DOCUMENT EXTRACT ->
::::::::::

Yet there are those who fear freedom.

A Chill From Nebraska

By now most people are aware of what has been happening in the Diocese of Lincoln, Nebraska. In March Bishop Fabian W. Bruskewitz established an automatic excommunication for those who are members of groups he perceives to be in opposition to the Catholic Church. Those in his diocese were given 30 days to sever themselves from the listed groups. The bishop's blacklist includes conservative and liberal groups who are in disagreement with the Vatican for one reason or another. One wants to ordain women, another wants to return to pre-Vatican II liturgies, some are pro-choice when it comes to abortion, euthanasia or assisted suicide.

The positions of these organizations could be the topic of 10 editorials. The point here is what the bishop's action has done to the Church in Lincoln and beyond. The bishop's action rallied strong reactions from both ends of the spectrum, which have, in turn, led to other reactions. Fellow bishops, for the most part, quietly distanced themselves from the Lincoln prelate. (A neighboring bishop did offer to re-communicate any Lincoln Catholics who sought refuge in his diocese.) Prayer vigils supporting one side or the other were held in various parts of the nation.

A group of liberal reformers, "We Are Church," launched a campaign to collect a million signatures supporting ordination of women, optional celibacy and lay participation in bishop selection. In turn, Bishop Anthony M. Pilla of Cleveland, president of the National Conference of Catholic Bishops, appealed in May for those seeking the signatures not to deepen divisions. The hard-line approach, Bishop Pilla correctly sees, will only polarize people further.

"Because I said so!" might be a parent's last resort for very young children who skip their naps, but the appeal to authority doesn't work well among American adults. Freedom demands respect and dialogue, give and take, speaking and listening, openness of mind. These qualities are sorely lacking in the Nebraska affair. Persuasion wins where edicts fail. Persuasion honors the demands of freedom.

Freedom's Other Side

Irresponsible freedom, though, is dangerous. Our American love of independence has moved far beyond our founders' dream of freedom. Our nation's founders thought in terms of the common good--in fact, four of our United States actually retain the official name "commonwealth" (can you name them?). The earliest citizens of our nation knew that individual freedom is tempered by the good of all, that if everyone did everything he or she wanted to do, society would suffer. Chaos would reign.

::::::::::

INFORMATION PROVIDED ->
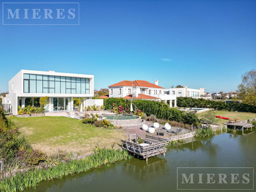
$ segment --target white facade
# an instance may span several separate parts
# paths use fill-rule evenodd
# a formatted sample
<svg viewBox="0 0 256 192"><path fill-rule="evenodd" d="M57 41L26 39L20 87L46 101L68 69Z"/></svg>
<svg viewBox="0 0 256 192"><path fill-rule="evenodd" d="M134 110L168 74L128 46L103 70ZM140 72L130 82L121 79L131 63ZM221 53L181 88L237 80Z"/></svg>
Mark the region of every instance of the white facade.
<svg viewBox="0 0 256 192"><path fill-rule="evenodd" d="M93 97L94 76L23 70L9 81L9 93L3 103L11 104L14 115L19 105L40 106L39 98L46 96L47 111L72 110L74 97Z"/></svg>
<svg viewBox="0 0 256 192"><path fill-rule="evenodd" d="M176 95L178 97L188 97L194 98L200 98L204 94L204 88L199 89L187 88L187 86L181 88L170 88L164 90L164 92L168 95Z"/></svg>
<svg viewBox="0 0 256 192"><path fill-rule="evenodd" d="M124 97L131 94L133 94L133 97L138 97L140 94L155 97L154 95L163 95L164 90L147 87L119 86L109 88L109 97Z"/></svg>
<svg viewBox="0 0 256 192"><path fill-rule="evenodd" d="M137 81L140 80L137 80ZM122 82L122 81L121 81ZM111 86L109 88L109 97L124 97L129 95L132 95L133 99L139 99L139 94L143 94L149 96L156 97L157 98L142 98L142 99L155 100L158 101L164 101L166 103L169 103L170 107L173 106L172 101L174 101L174 106L177 106L176 95L170 95L164 94L164 89L162 88L151 87L150 83L147 81L148 86L135 86L134 84L131 83L131 86ZM127 84L127 83L126 83ZM129 83L128 83L129 84ZM155 81L155 84L158 87L158 80Z"/></svg>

::::::::::

EXERCISE DESCRIPTION ->
Reproduce, word for word, the stretch of the editorial on freedom and the Nebraska excommunications from "A group of liberal" through "demands of freedom.".

SOLUTION FOR THIS EXERCISE ->
A group of liberal reformers, "We Are Church," launched a campaign to collect a million signatures supporting ordination of women, optional celibacy and lay participation in bishop selection. In turn, Bishop Anthony M. Pilla of Cleveland, president of the National Conference of Catholic Bishops, appealed in May for those seeking the signatures not to deepen divisions. The hard-line approach, Bishop Pilla correctly sees, will only polarize people further.

"Because I said so!" might be a parent's last resort for very young children who skip their naps, but the appeal to authority doesn't work well among American adults. Freedom demands respect and dialogue, give and take, speaking and listening, openness of mind. These qualities are sorely lacking in the Nebraska affair. Persuasion wins where edicts fail. Persuasion honors the demands of freedom.